:: Work required ::
Without changing anything, reproduce every record below.
### The data ###
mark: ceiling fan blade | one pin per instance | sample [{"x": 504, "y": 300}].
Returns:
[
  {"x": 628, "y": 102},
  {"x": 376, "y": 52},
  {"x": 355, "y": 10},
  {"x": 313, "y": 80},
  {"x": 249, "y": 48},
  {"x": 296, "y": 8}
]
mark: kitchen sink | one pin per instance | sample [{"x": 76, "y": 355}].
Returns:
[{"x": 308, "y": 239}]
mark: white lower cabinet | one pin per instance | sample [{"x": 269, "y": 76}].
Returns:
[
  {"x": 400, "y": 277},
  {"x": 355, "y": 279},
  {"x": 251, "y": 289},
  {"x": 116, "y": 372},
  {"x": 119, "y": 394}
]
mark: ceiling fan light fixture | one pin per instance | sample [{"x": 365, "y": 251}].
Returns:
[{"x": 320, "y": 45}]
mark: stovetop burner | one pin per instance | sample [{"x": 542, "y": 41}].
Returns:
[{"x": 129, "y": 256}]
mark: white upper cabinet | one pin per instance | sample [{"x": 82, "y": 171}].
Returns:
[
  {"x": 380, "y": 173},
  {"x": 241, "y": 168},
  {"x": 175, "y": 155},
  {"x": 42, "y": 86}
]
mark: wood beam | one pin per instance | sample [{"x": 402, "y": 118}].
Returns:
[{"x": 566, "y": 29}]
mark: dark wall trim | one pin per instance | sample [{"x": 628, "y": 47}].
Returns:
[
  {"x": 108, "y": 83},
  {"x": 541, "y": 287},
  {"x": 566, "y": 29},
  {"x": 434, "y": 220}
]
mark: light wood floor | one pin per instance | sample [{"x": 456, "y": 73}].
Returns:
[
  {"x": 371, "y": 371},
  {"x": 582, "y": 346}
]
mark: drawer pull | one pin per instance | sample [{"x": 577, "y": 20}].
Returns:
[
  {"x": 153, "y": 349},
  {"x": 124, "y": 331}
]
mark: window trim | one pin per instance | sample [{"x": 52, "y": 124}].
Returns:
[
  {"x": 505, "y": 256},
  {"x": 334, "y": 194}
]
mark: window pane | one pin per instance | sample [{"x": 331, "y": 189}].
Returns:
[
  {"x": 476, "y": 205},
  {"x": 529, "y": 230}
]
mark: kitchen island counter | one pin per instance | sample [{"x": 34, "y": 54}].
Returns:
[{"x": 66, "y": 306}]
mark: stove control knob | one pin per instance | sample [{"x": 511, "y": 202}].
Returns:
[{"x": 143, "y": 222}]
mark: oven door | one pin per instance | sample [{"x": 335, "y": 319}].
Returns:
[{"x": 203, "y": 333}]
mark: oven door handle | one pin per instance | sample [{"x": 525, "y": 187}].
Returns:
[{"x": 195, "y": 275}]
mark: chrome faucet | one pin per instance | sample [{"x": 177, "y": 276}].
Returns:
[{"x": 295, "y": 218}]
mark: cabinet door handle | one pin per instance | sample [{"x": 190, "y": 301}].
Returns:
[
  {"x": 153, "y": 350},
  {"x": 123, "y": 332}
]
###
:: Solution to this task ::
mark: ceiling fan blade | one pin per instance | sample [{"x": 504, "y": 300}].
Returns:
[
  {"x": 628, "y": 102},
  {"x": 376, "y": 52},
  {"x": 355, "y": 10},
  {"x": 313, "y": 80},
  {"x": 249, "y": 48},
  {"x": 296, "y": 8}
]
mark: kitchen sink | one pin per instance | sample [{"x": 76, "y": 355}].
Returns:
[{"x": 308, "y": 239}]
mark: white lower cabinet | one pin per instance | sample [{"x": 269, "y": 76}].
Returns:
[
  {"x": 400, "y": 277},
  {"x": 355, "y": 279},
  {"x": 251, "y": 289},
  {"x": 116, "y": 372},
  {"x": 119, "y": 394}
]
mark: ceiling fan light fixture | one pin per instance | sample [{"x": 365, "y": 251}].
Returns:
[{"x": 320, "y": 45}]
mark: stovetop burner | one pin per instance | sample [{"x": 542, "y": 41}].
Returns:
[{"x": 129, "y": 256}]
mark: white upper cabinet | one pin per instance | sample [{"x": 82, "y": 171}].
Returns:
[
  {"x": 380, "y": 173},
  {"x": 241, "y": 168},
  {"x": 175, "y": 155},
  {"x": 42, "y": 86}
]
mark: wood beam | one pin per instance | sample [{"x": 402, "y": 118}].
Returns:
[{"x": 566, "y": 29}]
mark: dark wall trim | one pin per instance | sample [{"x": 628, "y": 47}].
Returns:
[
  {"x": 108, "y": 83},
  {"x": 541, "y": 287},
  {"x": 566, "y": 29},
  {"x": 434, "y": 220}
]
mark: light wood floor | one pin per instance | sample [{"x": 456, "y": 73}].
Returns:
[
  {"x": 371, "y": 371},
  {"x": 582, "y": 346}
]
mark: drawer pull | one pin per instance | sample [{"x": 577, "y": 20}].
Returns:
[
  {"x": 153, "y": 349},
  {"x": 124, "y": 331}
]
mark: window trim | one pin per instance | sample [{"x": 52, "y": 124}].
Returns:
[
  {"x": 505, "y": 256},
  {"x": 334, "y": 194}
]
mark: window pane | one pin per instance | sample [{"x": 331, "y": 189}].
Returns:
[
  {"x": 476, "y": 205},
  {"x": 529, "y": 230}
]
mark: kitchen island counter | one pin per instance | sample [{"x": 34, "y": 54}].
Returns:
[{"x": 66, "y": 306}]
mark: stove control knob | one pin per instance | sample [{"x": 511, "y": 202}].
Returns:
[{"x": 143, "y": 222}]
mark: oven door | one pin per instance | sample [{"x": 335, "y": 319}].
Returns:
[{"x": 203, "y": 333}]
mark: oven door handle | one pin per instance | sample [{"x": 525, "y": 187}].
Returns:
[{"x": 195, "y": 275}]
mark: chrome faucet | one pin per instance | sample [{"x": 177, "y": 276}].
Returns:
[{"x": 295, "y": 218}]
mark: cabinet door handle | one pin per instance | sample [{"x": 190, "y": 301}].
Returns:
[
  {"x": 153, "y": 350},
  {"x": 123, "y": 332}
]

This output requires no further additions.